◆ WHAT THE EXERCISE ASKS
Please continue the passage below on the hyperspectral imaging of an El Greco painting, starting after its last sentence.

◆ READING TEXT
The goal of the project coordinated by the Benaki Museum was to provide technical information to art historians to allow them to date and authenticate the painting and to determine what the physical condition of the painting was to aid with conservation work. During this process, the team found a number of surprising results that only hyperspectral imaging could have unearthed, including the numerals ‘MDLXVI’, indicating the year 1566. This date had gone previously unnoticed as it had been overpainted, but the quality of the spatial resolution from the imaging made it possible to unambiguously resolve most of the date.
There was one small complication to this, though. Next to MDLXVI appeared to be another I, which would indicate the year to be 1567. Most other analysis techniques would have suggested the additional ‘I’-like feature was intended to be part of the date, owing to its location and similarities in colour. However, the chemical information also extracted from the hyperspectral imaging indicated this ‘I’ was not a numeral as part of the date, but actually intended to be part of a nearby scene.
Professor Balas’s interest in hyperspectral imaging was originally motivated by his work in the field of cancer diagnosis.
While hyperspectral imaging may be more efficient than point-by-point spectroscopic methods, the size of the painting posed some problems for Professor Balas and his team. They were able to identify over ten different pigments used by El Greco and his contemporaries on the painting, including lapis lazuli and azurite, but needed a more efficient way of identifying them over the full scale of the canvas. To do this, they turned to machine learning methods that, once they had been trained to identify the spectroscopic signatures of the various pigments, could then automatically assign which pigments had been used to paint specific regions, speeding up the process immensely.
Capturing the past
While not all paintings have dates conveniently hidden under layers of paint, hyperspectral imaging can be used to date paintings through a different approach. When chemists and artists alike found ways to create new pigments, this was often intimately related to the development of new artistic styles. Their colours and the techniques used to paint them often provide art historians with many visual clues as to a painting’s age, which can in turn be verified by a more in-depth chemical analysis of exactly which compounds were used where.

◆ RECORD SET
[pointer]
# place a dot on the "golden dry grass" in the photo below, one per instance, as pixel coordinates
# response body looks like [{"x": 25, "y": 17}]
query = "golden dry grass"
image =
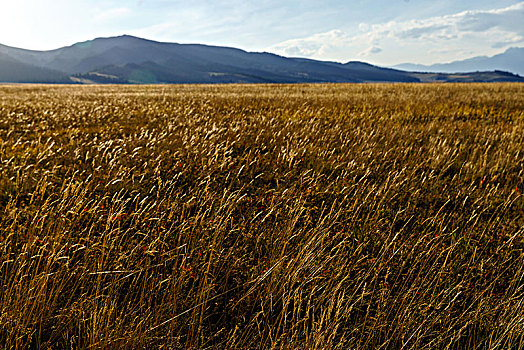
[{"x": 283, "y": 217}]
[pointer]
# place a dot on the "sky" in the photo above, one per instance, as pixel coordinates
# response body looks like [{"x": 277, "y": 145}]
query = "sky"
[{"x": 385, "y": 32}]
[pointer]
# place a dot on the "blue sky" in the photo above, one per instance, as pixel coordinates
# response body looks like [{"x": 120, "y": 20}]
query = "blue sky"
[{"x": 383, "y": 32}]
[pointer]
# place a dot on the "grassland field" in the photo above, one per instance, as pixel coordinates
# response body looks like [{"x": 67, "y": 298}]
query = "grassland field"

◆ WRITTEN RESPONSE
Hyperspectral imaging can be used not just for identification and dating but also for historical preservation. In cases where restoration is not possible due to the fragile nature of the object, imaging can be used to create digitised records of particularly frail manuscripts. One example is the Codex Sinaiticus, the earliest manuscript containing the complete New Testament which dates from the mid-fourth-century.
The Codex Sinaiticus is currently kept in four different locations, so as well as historical preservation, the goal of imaging the whole text also served the purpose of allowing a reunification of the complete text. The reunification of the text through imaging gave some ideas as to how the book may have originally been bound and researchers now have a wealth of information on the composition of the different coloured inks used in the text, all of which have been made possible by developments in hyperspectral imaging.
What are the unique challenges of imaging art pieces?
<>Art pieces are very complex in nature with multiple layers and chemicals contributing to image formation. When referring to historic art pieces, construction materials are often unknown and therefore it is very difficult to develop material replicas to be used as reference for the analysis.
Innovative platforms integrating hyperspectral imaging and machine learning methods emerge as a powerful tool for addressing these challenging diagnostic/analytical tasks.